Stored items
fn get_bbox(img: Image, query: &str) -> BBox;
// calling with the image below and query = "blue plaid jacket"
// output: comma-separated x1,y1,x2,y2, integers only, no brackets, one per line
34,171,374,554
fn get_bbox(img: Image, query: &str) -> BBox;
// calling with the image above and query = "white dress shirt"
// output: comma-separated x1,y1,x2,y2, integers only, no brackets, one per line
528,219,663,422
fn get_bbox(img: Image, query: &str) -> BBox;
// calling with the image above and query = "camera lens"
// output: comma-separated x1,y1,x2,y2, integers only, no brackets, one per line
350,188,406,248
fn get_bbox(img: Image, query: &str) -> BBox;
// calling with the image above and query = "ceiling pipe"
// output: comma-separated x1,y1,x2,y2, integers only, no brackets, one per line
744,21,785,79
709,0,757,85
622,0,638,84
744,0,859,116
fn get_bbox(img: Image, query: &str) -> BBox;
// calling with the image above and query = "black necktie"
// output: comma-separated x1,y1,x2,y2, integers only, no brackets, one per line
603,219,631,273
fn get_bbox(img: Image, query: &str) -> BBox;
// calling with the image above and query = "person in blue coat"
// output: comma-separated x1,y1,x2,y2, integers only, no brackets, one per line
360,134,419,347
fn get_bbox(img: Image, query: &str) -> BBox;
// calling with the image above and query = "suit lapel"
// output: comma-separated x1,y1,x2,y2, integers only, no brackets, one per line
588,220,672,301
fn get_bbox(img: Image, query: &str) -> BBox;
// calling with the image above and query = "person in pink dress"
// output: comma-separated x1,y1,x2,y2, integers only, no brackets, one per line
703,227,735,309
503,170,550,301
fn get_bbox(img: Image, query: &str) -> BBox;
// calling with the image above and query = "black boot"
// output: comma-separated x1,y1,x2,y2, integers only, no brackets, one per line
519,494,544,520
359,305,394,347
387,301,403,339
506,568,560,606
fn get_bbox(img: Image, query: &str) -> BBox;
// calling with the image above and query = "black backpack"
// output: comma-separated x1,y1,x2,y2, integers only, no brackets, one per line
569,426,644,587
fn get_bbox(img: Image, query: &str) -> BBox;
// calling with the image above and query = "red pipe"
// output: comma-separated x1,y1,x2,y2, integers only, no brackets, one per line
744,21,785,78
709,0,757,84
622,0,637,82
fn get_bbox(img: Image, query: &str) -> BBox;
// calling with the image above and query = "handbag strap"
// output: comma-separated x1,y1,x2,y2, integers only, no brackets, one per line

> What the task asks
Please edit the records starting at the first line and ending at the line containing "34,171,374,554", both included, and give them again with "plaid" replaced by "checked" and everything else unchanged.

> Answer for this exercise
fn get_bbox(img: Image, query: &str) -> BBox;
// calling with the image below and query = "blue checked jacket"
// output: comma-separated x1,y1,x2,y2, integers only, no brackets, one per line
34,171,374,554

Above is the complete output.